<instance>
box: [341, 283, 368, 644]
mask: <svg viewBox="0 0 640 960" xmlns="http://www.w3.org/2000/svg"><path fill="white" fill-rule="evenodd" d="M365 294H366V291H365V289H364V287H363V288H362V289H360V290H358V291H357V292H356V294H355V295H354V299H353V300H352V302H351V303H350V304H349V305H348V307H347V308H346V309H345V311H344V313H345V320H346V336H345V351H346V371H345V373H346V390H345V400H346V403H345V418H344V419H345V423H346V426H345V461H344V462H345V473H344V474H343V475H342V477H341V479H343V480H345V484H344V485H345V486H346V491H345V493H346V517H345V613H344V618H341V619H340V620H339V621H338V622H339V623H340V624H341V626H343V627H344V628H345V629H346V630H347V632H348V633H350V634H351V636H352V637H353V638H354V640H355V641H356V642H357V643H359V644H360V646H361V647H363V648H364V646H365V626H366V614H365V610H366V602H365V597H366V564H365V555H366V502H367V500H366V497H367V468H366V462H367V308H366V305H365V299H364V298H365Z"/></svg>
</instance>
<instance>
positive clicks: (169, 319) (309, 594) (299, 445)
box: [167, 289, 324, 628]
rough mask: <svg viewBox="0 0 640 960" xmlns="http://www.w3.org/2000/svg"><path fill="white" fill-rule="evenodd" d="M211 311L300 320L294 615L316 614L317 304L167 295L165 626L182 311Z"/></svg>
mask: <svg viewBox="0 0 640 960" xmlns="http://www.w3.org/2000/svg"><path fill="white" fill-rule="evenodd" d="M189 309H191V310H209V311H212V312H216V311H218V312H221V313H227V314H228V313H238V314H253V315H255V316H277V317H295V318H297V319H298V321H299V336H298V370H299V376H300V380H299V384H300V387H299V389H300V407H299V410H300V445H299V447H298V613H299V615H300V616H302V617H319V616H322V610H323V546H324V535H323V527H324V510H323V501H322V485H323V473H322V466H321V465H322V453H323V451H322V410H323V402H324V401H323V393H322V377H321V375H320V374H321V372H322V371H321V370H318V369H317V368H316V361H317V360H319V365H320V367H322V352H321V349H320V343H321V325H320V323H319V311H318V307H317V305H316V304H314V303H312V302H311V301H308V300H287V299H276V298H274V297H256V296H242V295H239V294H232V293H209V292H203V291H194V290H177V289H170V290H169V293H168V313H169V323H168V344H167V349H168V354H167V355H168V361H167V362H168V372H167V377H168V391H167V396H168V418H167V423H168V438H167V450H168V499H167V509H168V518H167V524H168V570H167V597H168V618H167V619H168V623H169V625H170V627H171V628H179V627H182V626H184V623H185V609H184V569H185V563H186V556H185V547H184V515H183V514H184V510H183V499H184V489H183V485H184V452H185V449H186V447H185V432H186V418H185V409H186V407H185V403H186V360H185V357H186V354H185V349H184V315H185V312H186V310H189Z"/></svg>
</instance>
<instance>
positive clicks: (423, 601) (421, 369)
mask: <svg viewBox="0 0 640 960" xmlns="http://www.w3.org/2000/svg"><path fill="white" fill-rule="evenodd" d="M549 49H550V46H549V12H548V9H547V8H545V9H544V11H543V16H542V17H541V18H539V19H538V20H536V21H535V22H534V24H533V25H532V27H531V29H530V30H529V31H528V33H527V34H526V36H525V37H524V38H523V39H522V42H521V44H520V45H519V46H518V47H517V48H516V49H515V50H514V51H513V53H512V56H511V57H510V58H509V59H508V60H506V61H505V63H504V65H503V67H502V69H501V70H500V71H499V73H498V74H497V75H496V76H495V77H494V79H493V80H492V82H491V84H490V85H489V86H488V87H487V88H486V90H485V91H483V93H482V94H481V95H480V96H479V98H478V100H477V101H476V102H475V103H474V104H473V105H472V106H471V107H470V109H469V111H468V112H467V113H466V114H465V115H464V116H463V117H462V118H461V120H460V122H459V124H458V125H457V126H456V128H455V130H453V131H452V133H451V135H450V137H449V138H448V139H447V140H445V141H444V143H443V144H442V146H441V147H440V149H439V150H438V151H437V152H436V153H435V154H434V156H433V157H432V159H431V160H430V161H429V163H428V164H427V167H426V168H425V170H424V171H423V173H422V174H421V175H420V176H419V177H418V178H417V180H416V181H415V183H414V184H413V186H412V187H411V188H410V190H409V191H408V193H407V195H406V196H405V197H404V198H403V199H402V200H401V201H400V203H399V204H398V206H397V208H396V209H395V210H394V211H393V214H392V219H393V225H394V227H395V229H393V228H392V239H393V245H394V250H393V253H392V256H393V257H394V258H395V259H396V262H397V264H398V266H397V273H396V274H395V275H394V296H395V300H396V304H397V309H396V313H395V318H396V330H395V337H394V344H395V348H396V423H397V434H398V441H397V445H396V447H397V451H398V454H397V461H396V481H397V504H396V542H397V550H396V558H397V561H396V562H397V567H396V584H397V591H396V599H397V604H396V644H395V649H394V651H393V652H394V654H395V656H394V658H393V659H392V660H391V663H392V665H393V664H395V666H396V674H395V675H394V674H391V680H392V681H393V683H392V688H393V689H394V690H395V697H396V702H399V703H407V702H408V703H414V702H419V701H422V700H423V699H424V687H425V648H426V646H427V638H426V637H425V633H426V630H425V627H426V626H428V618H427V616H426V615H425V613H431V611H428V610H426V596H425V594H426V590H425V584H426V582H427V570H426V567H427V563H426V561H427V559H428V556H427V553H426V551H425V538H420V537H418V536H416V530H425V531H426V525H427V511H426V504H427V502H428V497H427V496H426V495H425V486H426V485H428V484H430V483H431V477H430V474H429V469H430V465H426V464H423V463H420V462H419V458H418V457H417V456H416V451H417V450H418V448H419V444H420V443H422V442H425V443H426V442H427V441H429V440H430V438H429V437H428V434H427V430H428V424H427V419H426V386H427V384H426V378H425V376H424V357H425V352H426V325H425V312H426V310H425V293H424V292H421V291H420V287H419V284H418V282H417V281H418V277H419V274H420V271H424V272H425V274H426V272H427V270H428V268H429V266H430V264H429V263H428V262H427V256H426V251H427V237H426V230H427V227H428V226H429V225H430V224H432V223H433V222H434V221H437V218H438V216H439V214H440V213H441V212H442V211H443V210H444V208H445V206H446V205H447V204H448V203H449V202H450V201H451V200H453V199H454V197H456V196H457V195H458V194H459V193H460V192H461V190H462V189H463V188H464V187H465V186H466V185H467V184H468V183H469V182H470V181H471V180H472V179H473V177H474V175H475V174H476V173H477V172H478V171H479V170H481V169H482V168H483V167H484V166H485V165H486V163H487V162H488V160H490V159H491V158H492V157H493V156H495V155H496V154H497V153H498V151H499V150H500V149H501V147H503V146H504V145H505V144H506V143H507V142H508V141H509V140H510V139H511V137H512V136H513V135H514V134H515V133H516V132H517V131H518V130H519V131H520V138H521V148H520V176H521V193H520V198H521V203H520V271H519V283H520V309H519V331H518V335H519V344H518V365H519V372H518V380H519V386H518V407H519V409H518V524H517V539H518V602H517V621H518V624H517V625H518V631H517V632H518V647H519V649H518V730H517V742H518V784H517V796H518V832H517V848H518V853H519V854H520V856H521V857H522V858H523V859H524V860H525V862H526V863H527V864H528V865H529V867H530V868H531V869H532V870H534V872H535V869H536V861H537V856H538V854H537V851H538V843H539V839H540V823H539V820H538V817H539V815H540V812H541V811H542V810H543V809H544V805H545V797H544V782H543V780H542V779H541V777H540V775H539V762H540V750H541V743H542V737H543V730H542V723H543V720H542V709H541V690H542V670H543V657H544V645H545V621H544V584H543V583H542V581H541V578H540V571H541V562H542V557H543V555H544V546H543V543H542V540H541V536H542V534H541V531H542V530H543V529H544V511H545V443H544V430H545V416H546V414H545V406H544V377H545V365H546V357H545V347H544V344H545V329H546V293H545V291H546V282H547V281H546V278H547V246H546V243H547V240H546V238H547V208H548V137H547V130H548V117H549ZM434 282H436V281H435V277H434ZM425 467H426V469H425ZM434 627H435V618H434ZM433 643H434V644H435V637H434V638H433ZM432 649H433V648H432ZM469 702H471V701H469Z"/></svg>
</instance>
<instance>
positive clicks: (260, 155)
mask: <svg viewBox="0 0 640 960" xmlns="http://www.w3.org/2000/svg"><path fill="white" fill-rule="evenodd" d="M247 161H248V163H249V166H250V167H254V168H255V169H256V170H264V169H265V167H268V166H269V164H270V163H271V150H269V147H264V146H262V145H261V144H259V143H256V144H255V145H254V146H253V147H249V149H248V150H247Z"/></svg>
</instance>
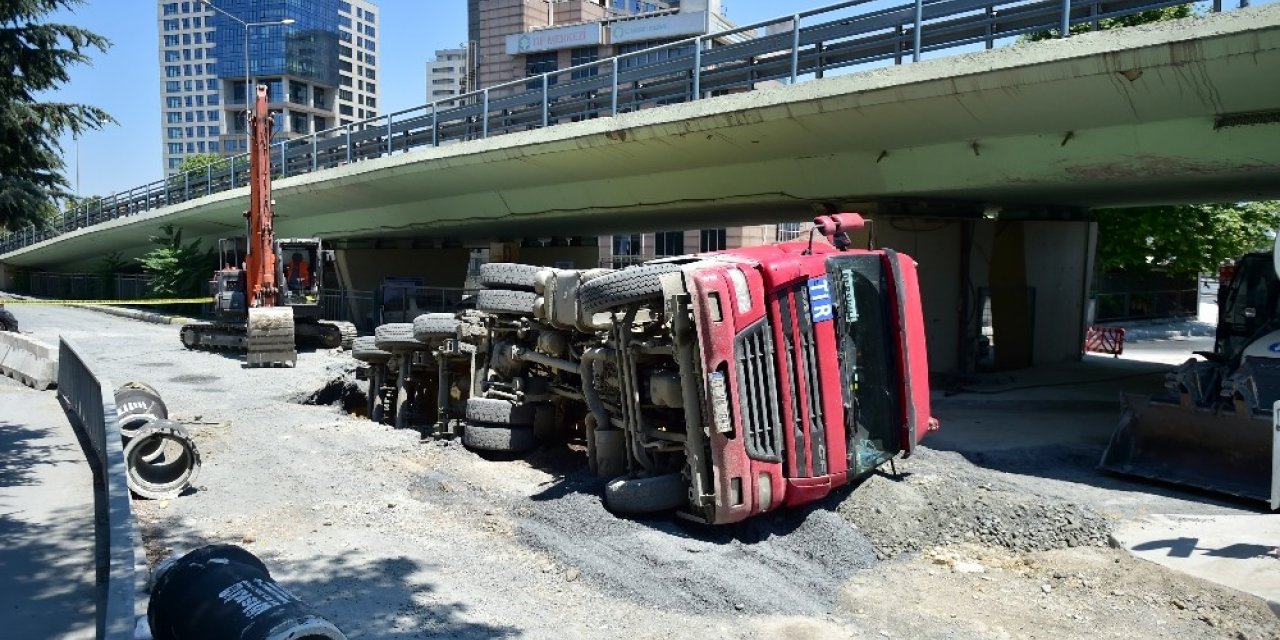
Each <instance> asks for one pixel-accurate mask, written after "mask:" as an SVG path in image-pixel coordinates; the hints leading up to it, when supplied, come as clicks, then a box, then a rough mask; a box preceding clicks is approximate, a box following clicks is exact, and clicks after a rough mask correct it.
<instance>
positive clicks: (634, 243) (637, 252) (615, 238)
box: [613, 233, 641, 256]
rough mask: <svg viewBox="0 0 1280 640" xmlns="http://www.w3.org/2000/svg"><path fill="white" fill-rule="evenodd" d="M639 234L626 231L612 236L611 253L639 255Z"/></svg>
mask: <svg viewBox="0 0 1280 640" xmlns="http://www.w3.org/2000/svg"><path fill="white" fill-rule="evenodd" d="M640 247H641V242H640V234H639V233H628V234H623V236H614V237H613V255H614V256H639V255H640Z"/></svg>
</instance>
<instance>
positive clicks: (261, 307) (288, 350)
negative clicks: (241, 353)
mask: <svg viewBox="0 0 1280 640" xmlns="http://www.w3.org/2000/svg"><path fill="white" fill-rule="evenodd" d="M246 334H247V335H246V337H247V342H248V349H247V351H248V352H247V353H246V356H244V362H246V364H247V365H248V366H270V365H283V364H289V365H297V361H298V349H297V347H296V346H294V342H293V340H294V338H293V310H292V308H289V307H252V308H250V310H248V326H247V328H246Z"/></svg>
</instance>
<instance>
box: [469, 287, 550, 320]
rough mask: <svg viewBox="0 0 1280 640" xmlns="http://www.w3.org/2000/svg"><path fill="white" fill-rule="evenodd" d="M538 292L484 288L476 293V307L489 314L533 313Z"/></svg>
mask: <svg viewBox="0 0 1280 640" xmlns="http://www.w3.org/2000/svg"><path fill="white" fill-rule="evenodd" d="M535 307H538V294H536V293H534V292H530V291H508V289H483V291H481V292H480V293H477V294H476V308H479V310H480V311H485V312H488V314H502V315H517V316H527V315H532V312H534V308H535Z"/></svg>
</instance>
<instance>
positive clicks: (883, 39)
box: [0, 0, 1248, 255]
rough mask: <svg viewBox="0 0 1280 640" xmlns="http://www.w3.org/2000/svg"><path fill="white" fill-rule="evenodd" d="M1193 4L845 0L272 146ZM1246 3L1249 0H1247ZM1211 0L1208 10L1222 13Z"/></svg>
mask: <svg viewBox="0 0 1280 640" xmlns="http://www.w3.org/2000/svg"><path fill="white" fill-rule="evenodd" d="M1180 4H1185V3H1183V1H1178V0H1106V1H1097V0H916V1H915V3H909V4H901V5H896V6H890V8H882V9H877V8H874V6H873V5H874V3H873V1H872V0H855V1H846V3H838V4H833V5H829V6H824V8H820V9H814V10H809V12H803V13H796V14H792V15H785V17H781V18H777V19H772V20H765V22H760V23H756V24H749V26H745V27H739V28H735V29H730V31H722V32H717V33H712V35H707V36H698V37H694V38H687V40H681V41H678V42H672V44H667V45H662V46H657V47H652V49H645V50H641V51H634V52H627V54H622V55H618V56H616V58H608V59H603V60H598V61H593V63H586V64H581V65H577V67H571V68H568V69H562V70H554V72H549V73H545V74H543V76H534V77H530V78H525V79H521V81H515V82H508V83H506V84H497V86H493V87H488V88H484V90H481V91H475V92H471V93H465V95H462V96H458V97H451V99H449V100H448V101H447V102H431V104H428V105H422V106H417V108H412V109H406V110H402V111H396V113H390V114H385V115H380V116H376V118H371V119H366V120H361V122H357V123H352V124H347V125H343V127H338V128H333V129H328V131H323V132H317V133H312V134H310V136H306V137H300V138H294V140H287V141H282V142H278V143H275V145H273V146H271V172H273V174H274V175H276V177H280V178H283V177H289V175H297V174H300V173H311V172H317V170H323V169H332V168H335V166H342V165H346V164H351V163H358V161H362V160H370V159H375V157H384V156H389V155H392V154H396V152H404V151H408V150H412V148H419V147H438V146H442V145H448V143H456V142H463V141H470V140H477V138H488V137H492V136H500V134H504V133H512V132H521V131H530V129H538V128H544V127H552V125H556V124H559V123H568V122H577V120H582V119H591V118H602V116H613V115H617V114H621V113H627V111H635V110H640V109H648V108H655V106H663V105H671V104H677V102H689V101H694V100H701V99H707V97H713V96H718V95H726V93H735V92H742V91H751V90H754V88H756V87H758V86H759V84H762V83H790V84H795V83H799V82H805V81H812V79H818V78H822V77H823V76H826V74H828V73H832V72H841V70H844V69H849V68H854V67H860V65H870V64H902V63H904V61H906V60H911V61H918V60H920V58H922V56H924V55H927V54H934V52H940V51H946V50H960V51H956V52H964V51H968V50H969V49H972V47H974V46H986V47H987V49H992V47H995V46H996V44H997V42H1004V41H1007V40H1010V38H1015V37H1018V36H1021V35H1025V33H1034V32H1046V31H1055V29H1056V32H1057V33H1060V35H1070V27H1071V26H1076V24H1087V26H1091V28H1098V24H1100V22H1101V20H1103V19H1107V18H1117V17H1123V15H1133V14H1135V13H1140V12H1146V10H1151V9H1158V8H1164V6H1174V5H1180ZM1239 4H1240V6H1247V4H1248V3H1247V0H1240V1H1239ZM1221 8H1222V5H1221V1H1220V0H1215V3H1213V4H1212V5H1211V10H1221ZM247 174H248V160H247V155H239V156H234V157H229V159H227V160H225V161H223V163H218V164H216V165H209V166H206V168H204V169H197V170H193V172H187V173H183V174H179V175H174V177H170V178H166V179H163V180H156V182H152V183H150V184H143V186H140V187H134V188H131V189H128V191H125V192H120V193H115V195H111V196H108V197H104V198H97V200H93V201H90V202H87V204H84V205H82V206H78V207H74V209H70V210H68V211H65V212H64V214H63V215H61V216H60V219H59V220H58V221H56V223H54V224H52V225H51V227H50V228H47V229H36V228H33V227H28V228H26V229H22V230H18V232H14V233H8V234H5V236H4V237H3V238H0V255H3V253H8V252H10V251H15V250H18V248H22V247H27V246H31V244H35V243H37V242H42V241H46V239H50V238H52V237H55V236H59V234H61V233H67V232H72V230H76V229H81V228H84V227H92V225H95V224H101V223H104V221H108V220H113V219H116V218H123V216H128V215H134V214H138V212H142V211H148V210H152V209H159V207H165V206H170V205H175V204H179V202H186V201H189V200H195V198H200V197H204V196H209V195H212V193H219V192H223V191H228V189H233V188H237V187H243V186H246V184H247V178H248V175H247Z"/></svg>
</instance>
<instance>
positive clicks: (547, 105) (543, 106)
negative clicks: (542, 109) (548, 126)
mask: <svg viewBox="0 0 1280 640" xmlns="http://www.w3.org/2000/svg"><path fill="white" fill-rule="evenodd" d="M550 84H552V82H550V74H549V73H544V74H543V128H547V125H548V124H550V122H552V119H550V116H552V108H550Z"/></svg>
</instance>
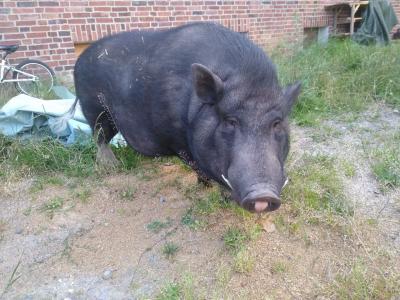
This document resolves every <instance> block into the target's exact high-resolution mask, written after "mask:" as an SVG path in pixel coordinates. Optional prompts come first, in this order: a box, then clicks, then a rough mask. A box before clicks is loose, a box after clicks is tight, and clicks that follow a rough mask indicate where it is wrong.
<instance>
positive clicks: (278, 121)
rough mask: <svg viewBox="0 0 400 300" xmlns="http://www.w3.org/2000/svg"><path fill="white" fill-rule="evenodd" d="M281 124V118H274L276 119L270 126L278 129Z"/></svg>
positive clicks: (280, 126)
mask: <svg viewBox="0 0 400 300" xmlns="http://www.w3.org/2000/svg"><path fill="white" fill-rule="evenodd" d="M281 124H282V120H281V119H276V120H275V121H274V122H273V123H272V128H273V129H277V130H279V129H280V128H281Z"/></svg>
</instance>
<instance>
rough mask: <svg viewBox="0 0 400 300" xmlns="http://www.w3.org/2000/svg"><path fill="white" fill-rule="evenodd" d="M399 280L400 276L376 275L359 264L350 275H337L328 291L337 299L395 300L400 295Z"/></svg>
mask: <svg viewBox="0 0 400 300" xmlns="http://www.w3.org/2000/svg"><path fill="white" fill-rule="evenodd" d="M399 280H400V277H399V276H398V275H397V276H396V275H391V274H390V273H389V272H388V274H387V275H383V274H381V273H374V272H372V271H371V270H369V269H368V268H367V267H366V266H365V265H364V264H363V263H362V262H357V263H355V264H354V265H353V266H352V268H351V270H350V272H349V273H347V274H344V275H341V274H340V275H337V276H336V278H335V281H334V282H333V283H332V284H331V285H330V286H329V288H328V289H329V292H330V294H331V295H330V296H331V297H333V298H335V299H360V300H361V299H394V298H396V296H398V295H399V294H400V285H399V284H398V283H399Z"/></svg>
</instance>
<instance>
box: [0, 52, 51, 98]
mask: <svg viewBox="0 0 400 300" xmlns="http://www.w3.org/2000/svg"><path fill="white" fill-rule="evenodd" d="M18 48H19V45H8V46H0V51H2V52H3V53H1V56H0V84H2V83H14V86H15V88H16V89H17V91H19V92H21V93H24V94H26V95H29V96H32V97H37V98H40V97H42V96H43V95H45V94H48V93H50V91H51V90H52V88H53V85H54V82H55V74H54V72H53V70H52V69H51V68H50V67H49V66H48V65H46V64H45V63H43V62H41V61H39V60H35V59H26V60H24V61H22V62H21V63H20V64H18V65H17V66H15V67H14V66H12V65H11V64H10V63H9V61H8V59H7V56H8V55H9V54H11V53H13V52H15V51H17V50H18ZM10 72H12V79H7V75H8V74H9V73H10Z"/></svg>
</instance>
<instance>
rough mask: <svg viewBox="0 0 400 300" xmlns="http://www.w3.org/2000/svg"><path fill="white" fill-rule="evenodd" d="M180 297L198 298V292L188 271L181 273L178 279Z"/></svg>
mask: <svg viewBox="0 0 400 300" xmlns="http://www.w3.org/2000/svg"><path fill="white" fill-rule="evenodd" d="M180 287H181V294H182V297H181V298H182V299H185V300H194V299H199V297H198V296H199V295H198V292H196V291H195V285H194V279H193V275H192V274H190V273H185V274H183V276H182V278H181V280H180Z"/></svg>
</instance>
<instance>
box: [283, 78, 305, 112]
mask: <svg viewBox="0 0 400 300" xmlns="http://www.w3.org/2000/svg"><path fill="white" fill-rule="evenodd" d="M300 91H301V82H300V81H297V82H296V83H294V84H292V85H289V86H287V87H286V88H285V89H284V91H283V111H284V114H285V115H288V114H289V112H290V110H291V109H292V107H293V104H294V103H295V102H296V100H297V98H298V97H299V94H300Z"/></svg>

-*-

#### Job item:
Reproduce the items above word for word, starting at their first line and ending with the line that contains "box: [167, 289, 324, 628]", including both of those lines.

#### Exercise response:
<instance>
box: [341, 283, 368, 644]
mask: <svg viewBox="0 0 640 960" xmlns="http://www.w3.org/2000/svg"><path fill="white" fill-rule="evenodd" d="M365 294H366V291H365V289H364V287H363V288H362V289H360V290H358V291H357V292H356V294H355V295H354V299H353V300H352V302H351V303H350V304H349V305H348V307H347V308H346V309H345V311H344V313H345V320H346V336H345V351H346V371H345V373H346V390H345V400H346V403H345V418H344V419H345V423H346V426H345V461H344V462H345V473H344V474H343V475H342V477H341V479H343V480H345V484H344V485H345V486H346V491H345V493H346V517H345V613H344V618H341V619H340V620H339V621H338V622H339V623H340V624H341V626H343V627H344V628H345V629H346V630H347V632H348V633H350V634H351V636H352V637H353V638H354V640H355V641H356V642H357V643H359V644H360V646H361V647H363V648H364V646H365V626H366V614H365V610H366V602H365V597H366V564H365V555H366V502H367V500H366V497H367V468H366V462H367V308H366V305H365V299H364V298H365Z"/></svg>
</instance>
<instance>
positive clicks: (169, 319) (309, 594) (299, 445)
box: [167, 289, 324, 628]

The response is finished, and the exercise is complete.